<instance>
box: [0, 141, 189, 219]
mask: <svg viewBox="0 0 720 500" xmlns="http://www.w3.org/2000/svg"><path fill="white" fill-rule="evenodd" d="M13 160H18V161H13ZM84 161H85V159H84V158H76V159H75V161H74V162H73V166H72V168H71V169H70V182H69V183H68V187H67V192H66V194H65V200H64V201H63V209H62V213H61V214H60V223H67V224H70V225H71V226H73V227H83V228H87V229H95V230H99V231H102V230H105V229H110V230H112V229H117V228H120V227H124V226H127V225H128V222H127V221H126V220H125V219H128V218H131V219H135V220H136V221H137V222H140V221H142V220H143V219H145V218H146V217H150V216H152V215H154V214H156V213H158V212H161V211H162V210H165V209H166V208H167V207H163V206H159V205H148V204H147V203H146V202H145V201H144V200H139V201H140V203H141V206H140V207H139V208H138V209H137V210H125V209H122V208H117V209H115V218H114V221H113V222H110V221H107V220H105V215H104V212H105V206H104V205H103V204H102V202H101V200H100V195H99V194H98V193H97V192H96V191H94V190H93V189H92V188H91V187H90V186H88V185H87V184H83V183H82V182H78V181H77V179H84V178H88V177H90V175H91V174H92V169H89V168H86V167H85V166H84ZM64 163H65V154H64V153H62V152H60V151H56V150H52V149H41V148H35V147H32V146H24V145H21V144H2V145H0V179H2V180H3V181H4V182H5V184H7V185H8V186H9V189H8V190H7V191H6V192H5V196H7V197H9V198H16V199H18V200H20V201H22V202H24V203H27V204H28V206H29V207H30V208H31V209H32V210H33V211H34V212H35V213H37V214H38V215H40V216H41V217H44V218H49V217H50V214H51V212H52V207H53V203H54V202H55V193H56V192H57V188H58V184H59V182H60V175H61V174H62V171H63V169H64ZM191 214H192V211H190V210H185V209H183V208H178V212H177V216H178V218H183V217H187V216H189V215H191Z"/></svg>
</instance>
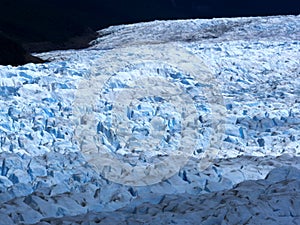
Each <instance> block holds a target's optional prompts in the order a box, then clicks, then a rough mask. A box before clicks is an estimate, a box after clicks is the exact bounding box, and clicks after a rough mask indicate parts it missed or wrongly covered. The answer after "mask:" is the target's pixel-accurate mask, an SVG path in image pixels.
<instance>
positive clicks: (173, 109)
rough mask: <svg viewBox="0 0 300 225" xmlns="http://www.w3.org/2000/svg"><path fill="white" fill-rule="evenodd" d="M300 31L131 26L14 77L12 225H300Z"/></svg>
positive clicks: (202, 22) (6, 119)
mask: <svg viewBox="0 0 300 225" xmlns="http://www.w3.org/2000/svg"><path fill="white" fill-rule="evenodd" d="M299 24H300V17H299V16H278V17H257V18H234V19H225V18H224V19H213V20H182V21H154V22H151V23H140V24H133V25H121V26H115V27H110V28H107V29H105V30H102V31H99V38H98V39H97V40H95V41H94V42H93V43H92V45H91V47H90V48H87V49H83V50H68V51H54V52H47V53H41V54H38V56H39V57H41V58H43V59H50V60H51V62H49V63H44V64H38V65H35V64H27V65H24V66H19V67H11V66H1V67H0V77H1V78H0V104H1V108H0V172H1V174H0V204H1V207H0V219H1V224H9V225H11V224H230V225H231V224H263V223H266V224H300V213H299V207H300V196H299V195H300V175H299V174H300V91H299V90H300V79H299V78H300V60H299V59H300V26H299Z"/></svg>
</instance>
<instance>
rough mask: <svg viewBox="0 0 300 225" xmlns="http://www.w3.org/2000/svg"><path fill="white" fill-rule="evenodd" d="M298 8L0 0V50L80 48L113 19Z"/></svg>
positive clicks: (185, 16) (29, 50)
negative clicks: (15, 48) (8, 48)
mask: <svg viewBox="0 0 300 225" xmlns="http://www.w3.org/2000/svg"><path fill="white" fill-rule="evenodd" d="M298 14H300V0H285V1H284V0H280V1H278V0H277V1H276V0H252V1H249V0H239V1H237V0H148V1H144V0H0V48H1V49H2V50H1V49H0V53H1V52H3V49H4V48H7V46H9V45H13V44H17V45H18V46H21V47H22V48H23V49H24V50H25V51H27V52H41V51H49V50H54V49H68V48H83V47H86V46H87V44H88V43H89V41H91V40H93V39H95V37H96V32H95V31H97V30H99V29H102V28H106V27H108V26H110V25H116V24H127V23H135V22H144V21H151V20H162V19H187V18H215V17H240V16H270V15H298ZM1 39H2V41H1ZM7 41H8V42H9V41H13V44H12V42H9V43H10V44H7V43H8V42H7ZM2 55H4V53H3V54H2ZM2 58H3V56H2ZM0 64H1V56H0Z"/></svg>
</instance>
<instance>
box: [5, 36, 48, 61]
mask: <svg viewBox="0 0 300 225" xmlns="http://www.w3.org/2000/svg"><path fill="white" fill-rule="evenodd" d="M0 46H1V48H0V64H2V65H12V66H18V65H22V64H25V63H43V62H45V61H44V60H42V59H39V58H38V57H34V56H32V55H30V54H29V53H28V52H27V51H26V50H25V49H24V48H23V47H22V46H21V45H20V44H18V43H17V42H15V41H13V40H11V39H10V38H8V37H6V36H5V35H3V34H1V33H0Z"/></svg>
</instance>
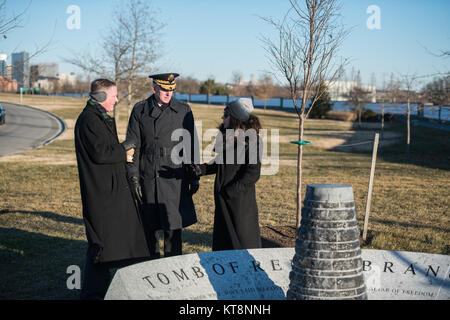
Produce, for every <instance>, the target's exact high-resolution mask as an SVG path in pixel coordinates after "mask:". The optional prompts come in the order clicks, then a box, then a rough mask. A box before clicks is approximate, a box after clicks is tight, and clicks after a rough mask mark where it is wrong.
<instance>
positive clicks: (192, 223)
mask: <svg viewBox="0 0 450 320" xmlns="http://www.w3.org/2000/svg"><path fill="white" fill-rule="evenodd" d="M177 129H184V130H186V131H185V132H186V133H189V136H188V137H186V139H187V140H186V141H188V140H189V141H190V156H189V155H188V154H184V152H185V151H186V152H188V149H189V148H186V149H185V151H182V152H181V153H180V154H183V155H184V156H186V157H187V158H189V159H190V160H189V162H193V161H194V160H195V157H198V152H199V151H198V141H197V137H196V134H195V125H194V116H193V114H192V110H191V108H190V107H189V105H188V104H186V103H183V102H181V101H178V100H176V99H175V98H172V99H171V101H170V103H169V105H168V106H166V107H163V108H161V107H159V106H157V105H156V101H155V99H154V97H153V96H151V97H149V98H148V99H146V100H144V101H141V102H138V103H137V104H136V105H135V106H134V108H133V111H132V113H131V116H130V121H129V124H128V130H127V139H132V140H134V141H136V142H137V147H136V151H135V155H134V162H133V163H132V164H127V169H128V176H135V177H139V179H140V183H141V186H142V188H143V197H144V199H143V201H144V205H143V211H144V214H145V215H146V219H145V221H148V222H146V223H149V224H151V228H152V229H163V230H176V229H181V228H184V227H188V226H190V225H192V224H194V223H196V222H197V216H196V212H195V207H194V202H193V201H192V196H191V195H188V192H187V191H188V186H189V181H187V180H186V179H185V175H184V171H183V165H182V164H181V163H174V162H173V161H172V157H171V154H172V151H173V150H174V147H175V146H178V147H179V145H180V141H181V140H178V138H177V139H175V140H176V141H172V134H173V133H174V131H175V130H177ZM187 146H188V145H187ZM188 147H189V146H188ZM175 150H177V149H175ZM195 154H197V156H196V155H195ZM184 162H187V161H184ZM184 162H183V163H184Z"/></svg>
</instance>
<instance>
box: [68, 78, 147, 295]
mask: <svg viewBox="0 0 450 320" xmlns="http://www.w3.org/2000/svg"><path fill="white" fill-rule="evenodd" d="M116 103H117V87H116V85H115V83H114V82H112V81H109V80H106V79H98V80H96V81H94V82H93V83H92V85H91V99H90V100H89V101H88V103H87V105H86V107H85V108H84V110H83V111H82V113H81V114H80V116H79V117H78V120H77V122H76V125H75V150H76V156H77V163H78V172H79V178H80V191H81V200H82V204H83V220H84V223H85V227H86V236H87V240H88V252H87V256H86V265H85V270H84V276H83V286H82V290H81V298H82V299H103V297H104V295H105V294H106V291H107V288H108V286H109V283H110V281H111V276H110V270H109V269H110V268H113V267H118V266H124V265H126V264H129V263H133V262H136V260H135V259H137V258H143V257H148V256H149V252H148V248H147V245H146V241H145V234H144V230H143V226H142V221H141V218H140V216H139V214H138V210H137V207H136V205H135V202H134V199H133V197H132V194H131V191H130V188H129V186H128V181H127V178H126V167H125V165H126V161H127V154H129V155H131V154H132V152H133V143H130V142H127V141H125V142H124V143H122V144H121V143H119V140H118V138H117V130H116V125H115V121H114V119H113V118H111V117H110V116H109V115H108V114H107V112H111V111H113V109H114V106H115V104H116ZM127 150H129V151H128V152H127Z"/></svg>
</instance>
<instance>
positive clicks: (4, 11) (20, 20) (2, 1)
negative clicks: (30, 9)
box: [0, 0, 31, 39]
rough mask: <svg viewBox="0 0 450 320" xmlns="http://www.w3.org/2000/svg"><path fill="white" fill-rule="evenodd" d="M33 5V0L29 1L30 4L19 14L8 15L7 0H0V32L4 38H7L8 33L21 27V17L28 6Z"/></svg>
mask: <svg viewBox="0 0 450 320" xmlns="http://www.w3.org/2000/svg"><path fill="white" fill-rule="evenodd" d="M30 5H31V1H30V2H29V3H28V6H27V7H26V8H25V9H24V10H23V11H22V12H20V13H19V14H15V13H13V14H12V15H8V14H7V13H6V12H5V11H6V0H3V1H1V2H0V34H1V35H2V36H3V38H4V39H6V38H7V37H8V36H7V34H8V33H9V32H10V31H12V30H14V29H16V28H21V27H22V26H21V25H20V23H21V19H22V17H23V15H24V14H25V12H26V11H27V10H28V8H29V7H30Z"/></svg>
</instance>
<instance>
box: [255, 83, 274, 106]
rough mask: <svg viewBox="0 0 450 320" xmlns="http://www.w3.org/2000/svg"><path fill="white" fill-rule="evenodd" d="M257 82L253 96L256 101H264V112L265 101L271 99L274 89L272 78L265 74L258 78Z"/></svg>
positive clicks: (272, 95) (273, 91)
mask: <svg viewBox="0 0 450 320" xmlns="http://www.w3.org/2000/svg"><path fill="white" fill-rule="evenodd" d="M258 82H259V83H258V85H257V86H256V90H255V96H256V97H257V98H258V99H262V100H264V110H266V107H267V99H269V98H272V97H273V94H274V91H275V87H274V85H273V81H272V78H271V77H270V76H269V75H267V74H263V75H262V76H261V77H260V79H259V81H258Z"/></svg>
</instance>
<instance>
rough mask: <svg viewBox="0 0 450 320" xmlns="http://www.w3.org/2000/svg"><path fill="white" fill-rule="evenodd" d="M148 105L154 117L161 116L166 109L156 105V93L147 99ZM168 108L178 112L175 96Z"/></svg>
mask: <svg viewBox="0 0 450 320" xmlns="http://www.w3.org/2000/svg"><path fill="white" fill-rule="evenodd" d="M147 105H148V108H149V116H150V117H152V118H155V119H157V118H159V117H160V116H161V114H162V113H163V112H164V110H165V109H163V108H160V107H159V106H157V105H156V99H155V98H154V95H151V96H150V97H149V98H148V99H147ZM166 108H170V109H172V110H173V111H174V112H178V110H177V108H176V107H175V104H174V98H172V99H171V100H170V102H169V105H168V106H167V107H166Z"/></svg>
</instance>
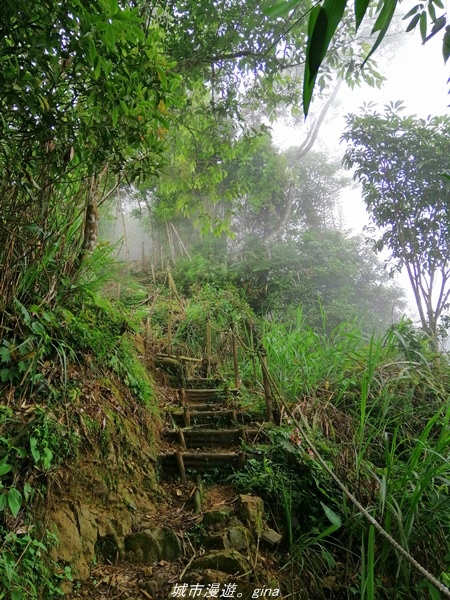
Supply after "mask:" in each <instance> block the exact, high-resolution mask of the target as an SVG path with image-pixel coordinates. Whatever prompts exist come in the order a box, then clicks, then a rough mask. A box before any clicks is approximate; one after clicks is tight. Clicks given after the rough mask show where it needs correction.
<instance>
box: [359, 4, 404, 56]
mask: <svg viewBox="0 0 450 600" xmlns="http://www.w3.org/2000/svg"><path fill="white" fill-rule="evenodd" d="M396 8H397V0H385V2H384V4H383V7H382V9H381V11H380V14H379V15H378V18H377V20H376V21H375V25H374V26H373V29H372V33H376V32H377V31H379V32H380V33H379V34H378V37H377V39H376V40H375V43H374V45H373V46H372V48H371V50H370V52H369V54H368V55H367V56H366V58H365V59H364V62H363V66H364V65H365V64H366V62H367V61H368V60H369V58H370V57H371V56H372V54H373V53H374V52H375V50H376V49H377V48H378V46H379V45H380V44H381V42H382V41H383V39H384V36H385V35H386V32H387V30H388V29H389V25H390V24H391V21H392V17H393V16H394V13H395V9H396Z"/></svg>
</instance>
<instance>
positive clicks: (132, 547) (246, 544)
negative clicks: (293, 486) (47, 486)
mask: <svg viewBox="0 0 450 600" xmlns="http://www.w3.org/2000/svg"><path fill="white" fill-rule="evenodd" d="M233 504H234V506H229V505H225V506H222V507H220V508H216V509H211V510H208V511H206V512H204V513H203V514H202V515H201V516H200V517H199V519H198V520H197V523H198V524H200V523H201V532H200V533H199V539H198V540H197V543H196V548H194V547H193V546H192V544H190V545H184V544H183V545H182V544H181V543H180V540H179V538H178V535H177V533H178V532H176V531H174V530H172V529H170V528H169V527H166V526H164V527H161V526H159V527H153V528H148V529H144V530H142V531H138V532H135V533H132V534H130V535H128V536H126V537H125V539H124V558H125V560H126V561H127V562H128V563H131V564H134V565H143V566H144V565H145V566H147V568H149V574H148V577H145V576H144V577H143V578H142V580H141V581H140V586H139V587H140V591H141V592H142V591H144V592H146V593H145V596H146V597H151V598H153V599H155V600H156V599H162V598H164V599H167V598H173V597H198V598H204V597H229V598H231V597H233V598H234V597H236V598H240V599H241V600H249V599H250V598H255V597H264V596H265V597H272V598H273V597H278V598H281V597H283V595H284V594H286V593H288V588H287V587H285V586H284V584H283V582H282V581H277V580H276V579H275V578H274V572H275V571H276V570H277V569H274V568H273V567H275V566H276V564H277V563H276V558H275V553H276V552H277V550H278V549H279V547H280V544H281V543H282V535H281V534H280V533H279V532H277V531H274V530H273V529H270V528H269V527H268V526H267V525H266V524H265V523H264V521H263V515H264V503H263V500H262V499H261V498H259V497H257V496H252V495H249V494H240V495H239V496H238V497H237V502H234V503H233ZM189 548H190V549H191V550H190V551H189V554H190V556H188V555H186V554H185V553H186V552H187V550H188V549H189ZM192 550H193V551H194V553H193V554H192ZM261 552H262V553H263V554H262V555H261ZM173 561H181V562H182V563H183V562H184V563H187V564H186V567H185V568H184V569H183V571H182V572H181V573H180V576H179V579H178V580H176V581H174V578H173V577H172V576H171V575H170V573H166V574H165V573H164V572H161V574H160V576H159V577H158V565H161V564H167V563H168V562H173ZM263 565H264V566H263ZM268 566H271V567H272V568H270V570H267V567H268ZM175 579H176V578H175ZM213 590H216V591H217V590H219V591H218V592H217V595H216V596H214V595H212V596H211V594H212V593H213ZM263 590H264V591H263ZM227 592H228V595H226V593H227ZM231 594H232V595H231Z"/></svg>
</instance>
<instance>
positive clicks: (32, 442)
mask: <svg viewBox="0 0 450 600" xmlns="http://www.w3.org/2000/svg"><path fill="white" fill-rule="evenodd" d="M30 451H31V455H32V456H33V459H34V462H35V463H36V464H37V463H38V462H39V461H40V460H41V454H40V452H39V450H38V449H37V439H36V438H30Z"/></svg>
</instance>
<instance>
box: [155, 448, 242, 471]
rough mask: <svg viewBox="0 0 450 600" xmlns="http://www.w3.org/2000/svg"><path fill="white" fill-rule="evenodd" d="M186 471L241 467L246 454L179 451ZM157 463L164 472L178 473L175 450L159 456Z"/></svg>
mask: <svg viewBox="0 0 450 600" xmlns="http://www.w3.org/2000/svg"><path fill="white" fill-rule="evenodd" d="M180 455H181V457H182V458H183V464H184V468H185V469H186V471H189V470H191V471H195V472H197V473H205V472H206V471H209V470H211V469H219V470H220V471H221V472H223V473H229V472H232V471H233V470H237V469H242V468H243V467H244V465H245V463H246V460H247V456H246V454H245V453H244V452H226V451H224V452H180V453H179V456H180ZM158 460H159V463H160V465H161V467H162V469H163V472H164V473H166V474H174V473H179V465H178V458H177V453H176V452H167V453H165V454H161V455H160V456H159V459H158Z"/></svg>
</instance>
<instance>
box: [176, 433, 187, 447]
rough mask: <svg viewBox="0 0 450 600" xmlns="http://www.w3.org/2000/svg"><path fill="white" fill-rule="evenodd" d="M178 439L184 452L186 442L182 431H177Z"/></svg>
mask: <svg viewBox="0 0 450 600" xmlns="http://www.w3.org/2000/svg"><path fill="white" fill-rule="evenodd" d="M178 439H179V440H180V445H181V447H182V449H183V450H186V440H185V439H184V433H183V430H182V429H179V430H178Z"/></svg>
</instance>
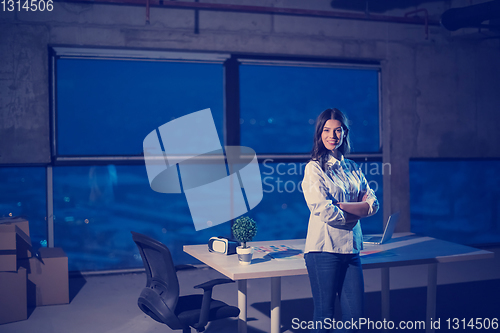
_____
WORK REQUEST: Search the entries for the string "approximate" and copy each line where it occurs.

RESULT OF THE TASK:
Produce, for every <instance>, the target's exact high-resolution mask as an SVG path in pixel coordinates after "mask:". The optional prompts come in the order clicks, then a box, then a rough mask. A box before clicks is approximate, a box after clicks is tight, and clicks after a rough mask mark where it is wrong.
Supply after "mask:" in each <instance> block the exact, high-resolution mask of the target as an SVG path with image-pixel coordinates. Whatever prompts exist come in the order a box, then clicks, then a rough mask. A box before any clicks is approximate; one after clicks is tight. Clicks given after the rough mask show where it needs correction.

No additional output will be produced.